Once you have checked each line below for the word "children", give the number of lines that have it and nothing further.

Source data:
- Opening Delimiter -
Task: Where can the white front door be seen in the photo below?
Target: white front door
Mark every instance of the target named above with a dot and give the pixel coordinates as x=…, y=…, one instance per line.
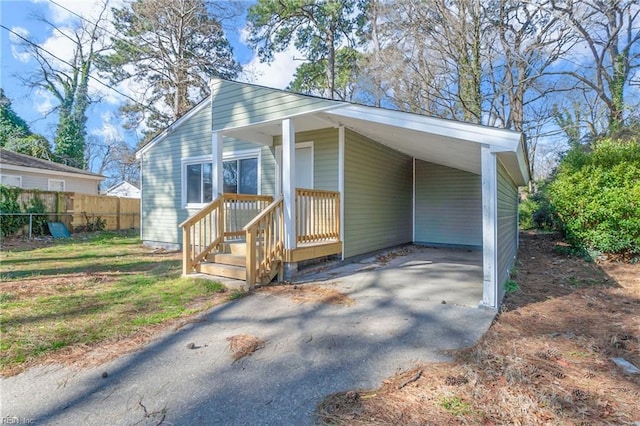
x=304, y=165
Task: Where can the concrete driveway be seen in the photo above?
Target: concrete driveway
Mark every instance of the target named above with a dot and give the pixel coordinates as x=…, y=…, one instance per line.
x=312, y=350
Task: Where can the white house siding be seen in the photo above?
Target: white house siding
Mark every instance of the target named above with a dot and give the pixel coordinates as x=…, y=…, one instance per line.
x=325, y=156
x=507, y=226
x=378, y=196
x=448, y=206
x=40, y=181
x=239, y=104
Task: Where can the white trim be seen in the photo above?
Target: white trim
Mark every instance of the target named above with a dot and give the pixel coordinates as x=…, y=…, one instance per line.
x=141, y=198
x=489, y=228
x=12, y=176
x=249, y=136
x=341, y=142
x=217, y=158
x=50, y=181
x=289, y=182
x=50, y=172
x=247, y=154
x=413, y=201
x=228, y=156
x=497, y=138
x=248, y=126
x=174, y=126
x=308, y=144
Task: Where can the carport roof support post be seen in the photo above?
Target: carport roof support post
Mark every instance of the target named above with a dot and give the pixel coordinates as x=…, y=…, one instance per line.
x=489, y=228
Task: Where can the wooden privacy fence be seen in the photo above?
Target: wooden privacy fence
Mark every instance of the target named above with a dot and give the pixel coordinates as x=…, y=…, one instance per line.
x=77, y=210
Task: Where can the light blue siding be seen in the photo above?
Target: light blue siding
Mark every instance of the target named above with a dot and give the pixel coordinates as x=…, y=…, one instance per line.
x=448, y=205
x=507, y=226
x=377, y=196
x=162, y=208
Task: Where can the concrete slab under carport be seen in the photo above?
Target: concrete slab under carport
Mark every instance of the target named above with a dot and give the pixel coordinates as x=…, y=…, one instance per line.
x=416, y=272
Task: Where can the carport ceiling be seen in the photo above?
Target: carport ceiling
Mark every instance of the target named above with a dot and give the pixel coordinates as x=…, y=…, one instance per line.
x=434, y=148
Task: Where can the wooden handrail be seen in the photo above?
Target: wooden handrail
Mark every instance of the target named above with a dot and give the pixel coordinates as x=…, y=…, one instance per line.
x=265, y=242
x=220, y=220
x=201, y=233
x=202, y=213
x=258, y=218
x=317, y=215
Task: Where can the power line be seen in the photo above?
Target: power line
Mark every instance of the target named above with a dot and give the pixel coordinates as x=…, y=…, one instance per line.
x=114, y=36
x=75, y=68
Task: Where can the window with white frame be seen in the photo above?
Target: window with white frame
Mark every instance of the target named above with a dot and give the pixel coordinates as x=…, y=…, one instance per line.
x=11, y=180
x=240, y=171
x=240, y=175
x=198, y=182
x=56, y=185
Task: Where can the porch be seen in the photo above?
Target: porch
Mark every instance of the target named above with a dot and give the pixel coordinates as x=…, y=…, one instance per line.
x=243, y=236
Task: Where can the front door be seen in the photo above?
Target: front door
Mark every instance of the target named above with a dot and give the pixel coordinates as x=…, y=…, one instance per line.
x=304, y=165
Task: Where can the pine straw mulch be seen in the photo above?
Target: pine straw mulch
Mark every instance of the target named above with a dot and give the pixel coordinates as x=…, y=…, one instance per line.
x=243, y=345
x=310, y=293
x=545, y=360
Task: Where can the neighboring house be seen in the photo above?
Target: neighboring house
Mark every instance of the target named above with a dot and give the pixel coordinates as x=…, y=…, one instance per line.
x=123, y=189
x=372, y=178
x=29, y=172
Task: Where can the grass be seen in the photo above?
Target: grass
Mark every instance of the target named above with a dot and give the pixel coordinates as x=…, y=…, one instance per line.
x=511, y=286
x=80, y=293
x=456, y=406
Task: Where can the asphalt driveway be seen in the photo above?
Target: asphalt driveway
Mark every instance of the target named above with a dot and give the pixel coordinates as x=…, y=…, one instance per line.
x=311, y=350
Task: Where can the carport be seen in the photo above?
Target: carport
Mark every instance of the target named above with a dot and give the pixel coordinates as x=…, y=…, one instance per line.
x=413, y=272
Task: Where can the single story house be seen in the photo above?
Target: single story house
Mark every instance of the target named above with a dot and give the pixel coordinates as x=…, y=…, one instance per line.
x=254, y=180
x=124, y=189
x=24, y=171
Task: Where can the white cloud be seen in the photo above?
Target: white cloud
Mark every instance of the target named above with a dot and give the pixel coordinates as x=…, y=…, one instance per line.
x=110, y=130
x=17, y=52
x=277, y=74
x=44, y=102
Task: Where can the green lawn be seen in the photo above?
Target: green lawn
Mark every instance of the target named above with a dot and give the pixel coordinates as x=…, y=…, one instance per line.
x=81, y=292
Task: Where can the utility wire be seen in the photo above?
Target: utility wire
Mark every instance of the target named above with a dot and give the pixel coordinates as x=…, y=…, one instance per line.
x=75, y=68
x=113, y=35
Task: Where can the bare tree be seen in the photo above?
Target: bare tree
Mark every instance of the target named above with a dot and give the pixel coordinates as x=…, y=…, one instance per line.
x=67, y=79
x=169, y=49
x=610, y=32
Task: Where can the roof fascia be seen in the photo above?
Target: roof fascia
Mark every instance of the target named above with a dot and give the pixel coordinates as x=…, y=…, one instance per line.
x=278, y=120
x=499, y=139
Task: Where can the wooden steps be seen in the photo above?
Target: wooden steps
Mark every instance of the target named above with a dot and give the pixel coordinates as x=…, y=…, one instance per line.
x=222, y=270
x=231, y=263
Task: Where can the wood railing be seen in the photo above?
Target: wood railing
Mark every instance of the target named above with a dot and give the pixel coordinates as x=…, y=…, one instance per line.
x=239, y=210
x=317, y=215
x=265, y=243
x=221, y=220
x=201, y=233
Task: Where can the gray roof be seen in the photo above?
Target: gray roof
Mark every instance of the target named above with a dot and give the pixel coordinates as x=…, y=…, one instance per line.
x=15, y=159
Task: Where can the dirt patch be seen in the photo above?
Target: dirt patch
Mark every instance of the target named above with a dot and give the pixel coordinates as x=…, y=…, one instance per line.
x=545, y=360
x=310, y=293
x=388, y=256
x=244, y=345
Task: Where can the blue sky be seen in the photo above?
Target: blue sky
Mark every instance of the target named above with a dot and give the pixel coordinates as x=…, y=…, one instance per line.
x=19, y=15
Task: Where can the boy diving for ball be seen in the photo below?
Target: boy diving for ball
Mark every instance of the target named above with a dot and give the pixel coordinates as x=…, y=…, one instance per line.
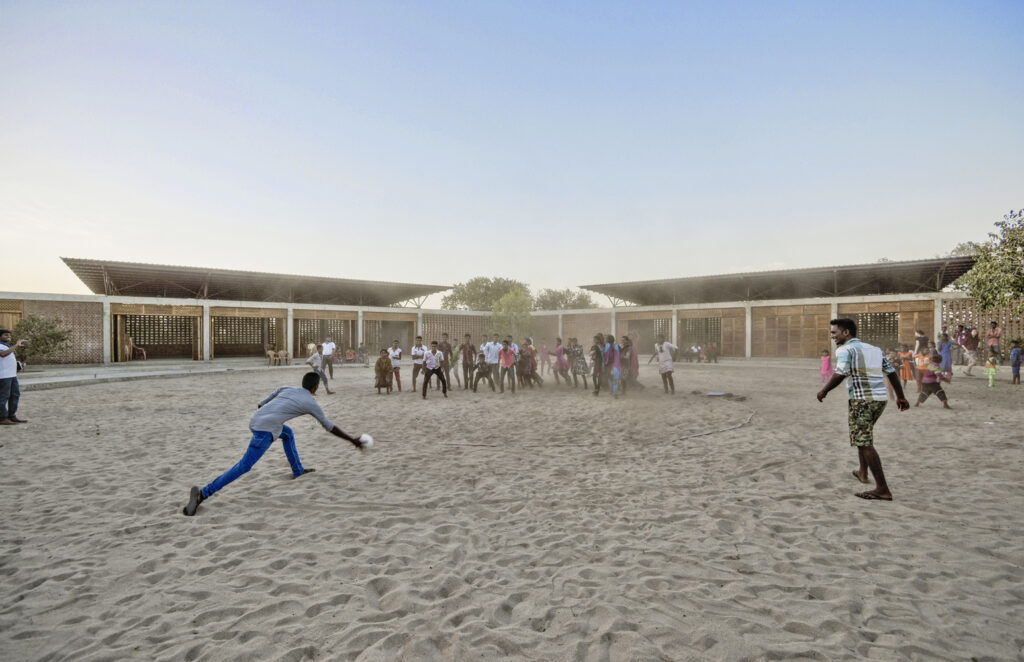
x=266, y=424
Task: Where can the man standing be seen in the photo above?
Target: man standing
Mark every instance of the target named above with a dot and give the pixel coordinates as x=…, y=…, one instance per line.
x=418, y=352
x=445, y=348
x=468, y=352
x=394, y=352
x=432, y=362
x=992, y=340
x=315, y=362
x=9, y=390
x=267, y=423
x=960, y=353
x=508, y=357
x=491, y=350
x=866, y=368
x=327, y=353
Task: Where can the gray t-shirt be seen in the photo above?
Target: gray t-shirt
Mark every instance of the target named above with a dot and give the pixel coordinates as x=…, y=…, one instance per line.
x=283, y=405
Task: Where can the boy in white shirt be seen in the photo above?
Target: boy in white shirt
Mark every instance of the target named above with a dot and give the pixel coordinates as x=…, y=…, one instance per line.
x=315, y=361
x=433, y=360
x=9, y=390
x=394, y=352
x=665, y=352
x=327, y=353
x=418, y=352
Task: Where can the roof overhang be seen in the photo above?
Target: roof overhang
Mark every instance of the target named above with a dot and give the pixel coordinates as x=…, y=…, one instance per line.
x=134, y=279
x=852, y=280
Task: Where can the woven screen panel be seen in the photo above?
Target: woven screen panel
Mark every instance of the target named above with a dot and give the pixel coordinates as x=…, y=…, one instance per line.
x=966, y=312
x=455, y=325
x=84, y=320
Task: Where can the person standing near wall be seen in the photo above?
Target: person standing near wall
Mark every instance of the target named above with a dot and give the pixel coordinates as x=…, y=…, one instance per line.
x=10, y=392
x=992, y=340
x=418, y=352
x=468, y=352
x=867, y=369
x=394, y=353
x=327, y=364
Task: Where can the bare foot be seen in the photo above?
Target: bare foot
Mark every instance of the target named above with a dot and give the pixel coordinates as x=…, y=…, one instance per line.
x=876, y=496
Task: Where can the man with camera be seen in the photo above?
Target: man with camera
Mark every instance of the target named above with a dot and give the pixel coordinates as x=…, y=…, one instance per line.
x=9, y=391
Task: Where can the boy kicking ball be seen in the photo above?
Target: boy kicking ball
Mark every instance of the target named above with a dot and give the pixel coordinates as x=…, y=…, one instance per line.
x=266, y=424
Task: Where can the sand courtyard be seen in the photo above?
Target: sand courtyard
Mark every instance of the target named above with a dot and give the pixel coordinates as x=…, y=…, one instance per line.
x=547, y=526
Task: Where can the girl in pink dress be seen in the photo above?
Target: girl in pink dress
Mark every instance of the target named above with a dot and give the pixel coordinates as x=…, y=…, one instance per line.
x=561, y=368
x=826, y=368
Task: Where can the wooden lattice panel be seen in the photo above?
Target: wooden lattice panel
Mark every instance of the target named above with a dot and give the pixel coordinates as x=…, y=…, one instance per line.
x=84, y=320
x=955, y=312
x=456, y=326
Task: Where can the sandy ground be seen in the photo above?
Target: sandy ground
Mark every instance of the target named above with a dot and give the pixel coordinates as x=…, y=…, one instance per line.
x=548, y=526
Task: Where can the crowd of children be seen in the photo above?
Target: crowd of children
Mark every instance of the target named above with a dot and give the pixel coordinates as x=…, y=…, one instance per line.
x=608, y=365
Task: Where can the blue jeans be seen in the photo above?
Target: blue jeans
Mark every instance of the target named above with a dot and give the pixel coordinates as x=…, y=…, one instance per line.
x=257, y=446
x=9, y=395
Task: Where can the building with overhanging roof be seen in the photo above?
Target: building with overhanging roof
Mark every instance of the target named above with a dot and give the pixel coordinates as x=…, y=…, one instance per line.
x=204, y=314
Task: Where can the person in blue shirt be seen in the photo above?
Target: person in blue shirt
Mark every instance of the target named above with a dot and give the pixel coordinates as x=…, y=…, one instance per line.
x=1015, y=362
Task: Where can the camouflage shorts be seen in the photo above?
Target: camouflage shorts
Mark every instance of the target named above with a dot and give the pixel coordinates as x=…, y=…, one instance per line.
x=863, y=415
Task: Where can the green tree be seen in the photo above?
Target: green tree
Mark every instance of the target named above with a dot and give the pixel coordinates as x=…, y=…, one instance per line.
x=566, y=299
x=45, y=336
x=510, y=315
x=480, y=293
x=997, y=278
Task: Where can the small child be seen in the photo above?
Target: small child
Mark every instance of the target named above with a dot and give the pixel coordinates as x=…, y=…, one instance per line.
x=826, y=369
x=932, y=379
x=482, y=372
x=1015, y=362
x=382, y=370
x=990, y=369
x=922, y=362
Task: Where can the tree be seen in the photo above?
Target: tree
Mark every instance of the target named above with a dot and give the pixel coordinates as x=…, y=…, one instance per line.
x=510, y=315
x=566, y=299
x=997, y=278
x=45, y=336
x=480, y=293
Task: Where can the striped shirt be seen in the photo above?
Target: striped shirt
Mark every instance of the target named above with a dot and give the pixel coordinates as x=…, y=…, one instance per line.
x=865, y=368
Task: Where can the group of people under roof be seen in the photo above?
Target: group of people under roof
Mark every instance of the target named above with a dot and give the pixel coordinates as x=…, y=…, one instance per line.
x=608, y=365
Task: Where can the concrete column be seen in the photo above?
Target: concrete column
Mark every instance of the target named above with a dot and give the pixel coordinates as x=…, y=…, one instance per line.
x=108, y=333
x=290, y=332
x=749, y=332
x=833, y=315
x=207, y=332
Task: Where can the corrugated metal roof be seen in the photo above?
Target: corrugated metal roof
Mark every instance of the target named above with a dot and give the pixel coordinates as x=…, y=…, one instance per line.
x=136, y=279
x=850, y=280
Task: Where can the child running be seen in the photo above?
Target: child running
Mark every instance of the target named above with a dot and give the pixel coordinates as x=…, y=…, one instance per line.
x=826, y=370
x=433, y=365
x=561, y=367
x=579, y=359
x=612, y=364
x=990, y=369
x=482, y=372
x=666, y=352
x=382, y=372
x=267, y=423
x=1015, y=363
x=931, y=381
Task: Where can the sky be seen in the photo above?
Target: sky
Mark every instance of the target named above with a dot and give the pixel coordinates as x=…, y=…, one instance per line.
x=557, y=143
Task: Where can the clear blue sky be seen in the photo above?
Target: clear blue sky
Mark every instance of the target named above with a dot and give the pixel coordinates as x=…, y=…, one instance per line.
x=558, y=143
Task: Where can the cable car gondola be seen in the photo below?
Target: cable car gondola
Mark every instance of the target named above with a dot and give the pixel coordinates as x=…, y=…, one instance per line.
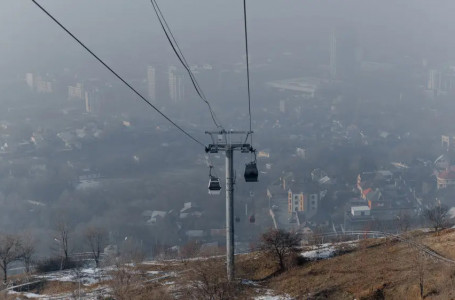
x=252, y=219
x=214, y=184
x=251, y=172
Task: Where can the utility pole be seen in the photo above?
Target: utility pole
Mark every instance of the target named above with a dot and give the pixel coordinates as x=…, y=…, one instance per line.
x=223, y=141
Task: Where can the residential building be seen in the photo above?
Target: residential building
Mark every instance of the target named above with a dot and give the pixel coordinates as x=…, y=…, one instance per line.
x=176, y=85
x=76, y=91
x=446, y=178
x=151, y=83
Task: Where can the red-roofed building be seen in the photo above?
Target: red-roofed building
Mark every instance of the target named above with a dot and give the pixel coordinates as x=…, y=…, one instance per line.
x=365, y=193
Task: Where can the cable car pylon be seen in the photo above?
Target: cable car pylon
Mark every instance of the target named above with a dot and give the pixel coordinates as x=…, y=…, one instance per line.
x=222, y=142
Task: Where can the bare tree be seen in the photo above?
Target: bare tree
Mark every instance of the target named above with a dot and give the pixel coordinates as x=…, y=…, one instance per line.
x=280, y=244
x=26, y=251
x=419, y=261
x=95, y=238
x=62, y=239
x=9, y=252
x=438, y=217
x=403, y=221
- Closing Delimiter -
- [Result] 2